_To do:_
Copy out, word for word, the stretch of the material below from the line containing "In this exercise you will indicate the stork's leg" through the end of the material, with both ends included. Write nothing else.

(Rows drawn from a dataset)
* * * * *

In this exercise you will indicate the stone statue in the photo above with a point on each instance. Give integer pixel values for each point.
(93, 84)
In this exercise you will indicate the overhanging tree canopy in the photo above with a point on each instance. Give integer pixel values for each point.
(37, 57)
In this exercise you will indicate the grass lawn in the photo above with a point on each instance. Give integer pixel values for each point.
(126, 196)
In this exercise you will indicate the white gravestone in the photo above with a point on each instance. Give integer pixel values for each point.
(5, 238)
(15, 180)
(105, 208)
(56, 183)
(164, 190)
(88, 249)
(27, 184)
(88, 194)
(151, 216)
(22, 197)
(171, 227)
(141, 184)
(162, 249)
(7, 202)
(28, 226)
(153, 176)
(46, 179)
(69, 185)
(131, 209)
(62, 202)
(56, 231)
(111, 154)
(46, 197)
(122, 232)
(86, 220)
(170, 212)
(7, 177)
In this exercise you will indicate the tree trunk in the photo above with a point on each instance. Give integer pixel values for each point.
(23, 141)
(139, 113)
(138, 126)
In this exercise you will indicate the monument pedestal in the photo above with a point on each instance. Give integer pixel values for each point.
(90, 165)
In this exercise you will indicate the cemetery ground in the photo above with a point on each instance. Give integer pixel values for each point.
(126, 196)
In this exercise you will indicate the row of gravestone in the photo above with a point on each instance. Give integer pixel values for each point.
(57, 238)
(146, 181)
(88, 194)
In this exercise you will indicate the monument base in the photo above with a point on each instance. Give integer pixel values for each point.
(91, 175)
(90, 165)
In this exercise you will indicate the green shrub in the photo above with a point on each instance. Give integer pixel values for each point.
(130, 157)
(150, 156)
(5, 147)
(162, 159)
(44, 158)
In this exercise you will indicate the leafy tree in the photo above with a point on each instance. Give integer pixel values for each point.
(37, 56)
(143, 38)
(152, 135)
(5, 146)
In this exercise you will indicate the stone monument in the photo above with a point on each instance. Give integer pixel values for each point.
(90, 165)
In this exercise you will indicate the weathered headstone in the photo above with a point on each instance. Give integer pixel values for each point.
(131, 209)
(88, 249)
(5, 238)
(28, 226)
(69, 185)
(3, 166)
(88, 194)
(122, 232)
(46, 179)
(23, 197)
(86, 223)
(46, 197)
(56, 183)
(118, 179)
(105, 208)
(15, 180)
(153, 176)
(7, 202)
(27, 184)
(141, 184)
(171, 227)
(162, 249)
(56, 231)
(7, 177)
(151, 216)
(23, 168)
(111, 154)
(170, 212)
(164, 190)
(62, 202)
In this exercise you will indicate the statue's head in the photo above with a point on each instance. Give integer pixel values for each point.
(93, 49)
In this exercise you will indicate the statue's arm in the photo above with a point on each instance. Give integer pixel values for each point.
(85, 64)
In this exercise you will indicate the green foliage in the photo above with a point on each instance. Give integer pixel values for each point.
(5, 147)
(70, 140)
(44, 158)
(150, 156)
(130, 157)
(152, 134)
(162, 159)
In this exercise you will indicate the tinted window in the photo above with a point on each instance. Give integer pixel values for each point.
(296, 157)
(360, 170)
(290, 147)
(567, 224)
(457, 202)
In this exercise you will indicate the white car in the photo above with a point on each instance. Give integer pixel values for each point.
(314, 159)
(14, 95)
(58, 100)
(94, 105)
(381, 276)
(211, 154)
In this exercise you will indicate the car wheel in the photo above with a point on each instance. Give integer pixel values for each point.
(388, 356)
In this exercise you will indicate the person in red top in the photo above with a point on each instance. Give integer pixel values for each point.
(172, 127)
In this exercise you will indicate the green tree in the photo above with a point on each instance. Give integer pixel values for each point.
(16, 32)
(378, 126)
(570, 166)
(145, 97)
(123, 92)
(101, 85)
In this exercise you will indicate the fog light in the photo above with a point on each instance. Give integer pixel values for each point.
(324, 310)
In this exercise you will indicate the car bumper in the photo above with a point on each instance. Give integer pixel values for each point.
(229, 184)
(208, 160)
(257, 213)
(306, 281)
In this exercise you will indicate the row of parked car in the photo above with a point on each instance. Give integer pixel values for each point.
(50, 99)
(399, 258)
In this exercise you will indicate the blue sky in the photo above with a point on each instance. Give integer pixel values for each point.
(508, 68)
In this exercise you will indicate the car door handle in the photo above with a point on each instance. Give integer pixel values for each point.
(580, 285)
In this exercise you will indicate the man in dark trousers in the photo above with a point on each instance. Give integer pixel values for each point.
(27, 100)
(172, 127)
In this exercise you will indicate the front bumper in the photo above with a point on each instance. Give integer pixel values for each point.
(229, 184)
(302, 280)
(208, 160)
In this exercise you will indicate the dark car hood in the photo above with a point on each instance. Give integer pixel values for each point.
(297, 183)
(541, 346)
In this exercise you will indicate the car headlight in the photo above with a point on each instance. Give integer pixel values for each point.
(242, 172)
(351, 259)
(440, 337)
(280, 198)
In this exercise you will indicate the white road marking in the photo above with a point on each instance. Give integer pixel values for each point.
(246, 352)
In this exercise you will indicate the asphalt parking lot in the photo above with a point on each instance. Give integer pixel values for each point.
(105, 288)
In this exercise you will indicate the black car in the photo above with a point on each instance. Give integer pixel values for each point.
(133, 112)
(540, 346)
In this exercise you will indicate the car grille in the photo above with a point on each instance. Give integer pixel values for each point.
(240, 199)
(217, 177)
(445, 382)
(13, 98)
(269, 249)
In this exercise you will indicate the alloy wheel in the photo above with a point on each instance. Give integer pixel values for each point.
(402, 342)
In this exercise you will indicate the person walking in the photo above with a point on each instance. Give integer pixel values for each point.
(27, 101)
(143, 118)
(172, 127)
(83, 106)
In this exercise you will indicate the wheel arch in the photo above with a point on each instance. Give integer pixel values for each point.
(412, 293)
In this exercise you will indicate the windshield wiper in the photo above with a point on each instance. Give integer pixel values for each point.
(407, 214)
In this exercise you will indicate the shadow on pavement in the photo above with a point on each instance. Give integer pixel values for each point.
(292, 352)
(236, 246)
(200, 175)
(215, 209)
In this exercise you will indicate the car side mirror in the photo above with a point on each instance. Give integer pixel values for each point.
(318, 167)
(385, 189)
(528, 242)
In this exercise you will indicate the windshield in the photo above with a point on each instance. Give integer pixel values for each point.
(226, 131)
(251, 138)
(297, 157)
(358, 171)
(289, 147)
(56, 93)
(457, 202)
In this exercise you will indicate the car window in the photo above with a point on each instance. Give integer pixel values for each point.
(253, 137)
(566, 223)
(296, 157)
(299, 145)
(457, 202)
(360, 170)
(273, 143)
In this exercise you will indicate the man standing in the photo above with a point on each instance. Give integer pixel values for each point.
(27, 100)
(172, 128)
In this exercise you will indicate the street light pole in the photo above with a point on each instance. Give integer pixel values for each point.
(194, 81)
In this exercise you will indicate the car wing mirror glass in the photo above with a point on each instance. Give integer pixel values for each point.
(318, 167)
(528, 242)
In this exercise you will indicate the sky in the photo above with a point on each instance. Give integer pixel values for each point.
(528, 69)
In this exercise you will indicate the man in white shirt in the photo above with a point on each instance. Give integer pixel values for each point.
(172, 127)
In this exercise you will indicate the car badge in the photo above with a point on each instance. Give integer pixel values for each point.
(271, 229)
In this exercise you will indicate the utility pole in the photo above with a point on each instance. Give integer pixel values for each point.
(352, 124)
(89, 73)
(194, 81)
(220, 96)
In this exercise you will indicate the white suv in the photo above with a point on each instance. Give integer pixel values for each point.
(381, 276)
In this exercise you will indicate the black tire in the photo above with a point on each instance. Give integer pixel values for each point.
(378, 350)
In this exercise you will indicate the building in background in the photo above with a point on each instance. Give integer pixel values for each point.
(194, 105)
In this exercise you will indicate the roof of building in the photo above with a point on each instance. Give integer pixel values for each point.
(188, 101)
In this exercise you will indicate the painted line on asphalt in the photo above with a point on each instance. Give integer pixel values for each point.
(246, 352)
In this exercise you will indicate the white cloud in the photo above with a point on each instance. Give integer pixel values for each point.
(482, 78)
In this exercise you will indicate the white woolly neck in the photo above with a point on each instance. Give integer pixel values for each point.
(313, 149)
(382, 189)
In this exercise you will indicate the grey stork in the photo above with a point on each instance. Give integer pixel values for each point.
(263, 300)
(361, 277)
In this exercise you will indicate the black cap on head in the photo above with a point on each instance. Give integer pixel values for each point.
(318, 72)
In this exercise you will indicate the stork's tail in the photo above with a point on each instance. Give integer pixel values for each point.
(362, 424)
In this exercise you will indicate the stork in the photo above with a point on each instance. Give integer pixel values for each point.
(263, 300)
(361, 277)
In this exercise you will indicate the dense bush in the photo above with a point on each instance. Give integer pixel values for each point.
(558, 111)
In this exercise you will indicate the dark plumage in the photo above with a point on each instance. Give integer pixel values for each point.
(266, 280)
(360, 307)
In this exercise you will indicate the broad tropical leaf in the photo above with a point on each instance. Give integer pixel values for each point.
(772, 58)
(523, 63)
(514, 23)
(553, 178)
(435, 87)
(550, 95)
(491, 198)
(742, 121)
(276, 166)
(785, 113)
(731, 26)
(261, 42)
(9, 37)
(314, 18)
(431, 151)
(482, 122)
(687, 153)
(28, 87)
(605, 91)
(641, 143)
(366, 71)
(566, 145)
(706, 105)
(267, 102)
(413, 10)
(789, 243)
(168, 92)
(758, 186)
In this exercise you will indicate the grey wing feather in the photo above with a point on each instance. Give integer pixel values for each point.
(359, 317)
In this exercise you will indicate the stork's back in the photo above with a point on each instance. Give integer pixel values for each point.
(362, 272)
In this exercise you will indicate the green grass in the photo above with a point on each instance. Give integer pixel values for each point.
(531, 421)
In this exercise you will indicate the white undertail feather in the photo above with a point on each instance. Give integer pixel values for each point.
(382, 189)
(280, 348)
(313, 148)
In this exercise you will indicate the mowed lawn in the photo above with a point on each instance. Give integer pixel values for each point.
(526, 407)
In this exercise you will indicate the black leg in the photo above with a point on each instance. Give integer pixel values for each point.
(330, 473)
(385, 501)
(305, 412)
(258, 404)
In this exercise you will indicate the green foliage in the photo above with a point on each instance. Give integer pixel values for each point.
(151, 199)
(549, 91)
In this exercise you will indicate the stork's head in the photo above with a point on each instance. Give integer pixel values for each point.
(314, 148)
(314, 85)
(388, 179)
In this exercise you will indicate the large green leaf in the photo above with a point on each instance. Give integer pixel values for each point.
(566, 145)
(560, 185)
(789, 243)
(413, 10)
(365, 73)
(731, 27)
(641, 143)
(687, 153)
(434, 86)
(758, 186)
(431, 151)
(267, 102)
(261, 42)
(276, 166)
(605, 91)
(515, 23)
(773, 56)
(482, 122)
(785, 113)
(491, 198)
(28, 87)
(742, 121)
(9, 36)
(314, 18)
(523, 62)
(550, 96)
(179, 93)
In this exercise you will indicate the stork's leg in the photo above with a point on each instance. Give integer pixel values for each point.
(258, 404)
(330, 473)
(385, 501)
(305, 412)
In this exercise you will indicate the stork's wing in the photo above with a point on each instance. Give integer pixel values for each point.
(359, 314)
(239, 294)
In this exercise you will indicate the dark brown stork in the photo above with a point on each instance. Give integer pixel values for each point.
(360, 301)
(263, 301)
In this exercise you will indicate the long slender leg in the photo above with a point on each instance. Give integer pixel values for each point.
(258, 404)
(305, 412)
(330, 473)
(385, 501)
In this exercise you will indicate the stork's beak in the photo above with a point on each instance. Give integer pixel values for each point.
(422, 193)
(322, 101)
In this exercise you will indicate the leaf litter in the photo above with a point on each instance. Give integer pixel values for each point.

* * * * *

_Final result:_
In this exercise you will indicate the stork's leg in the photo above with a point on each instance. Give integer pixel values for each point.
(258, 404)
(330, 473)
(385, 501)
(305, 412)
In this exercise you will indicate the stork's wing in the photo above with a point on each instance. Give integer pixel values for each point.
(359, 314)
(239, 294)
In this exercise you will indicate the dark brown stork in the photo above with a point on each instance. Give integer pixel values for each point.
(360, 301)
(263, 301)
In this exercise you will indicate the long slender leg in the photo above with a point on each instance. Give integer pixel values for each point.
(258, 404)
(305, 412)
(330, 473)
(385, 501)
In this exercise you will indicate the stork's beak in the photo above with a point on each instance. Give integer pixel values for each point.
(422, 193)
(322, 101)
In this exercise you will indicate the leaf litter in the photo above with a point on each instance. Give integer pixel values for each point.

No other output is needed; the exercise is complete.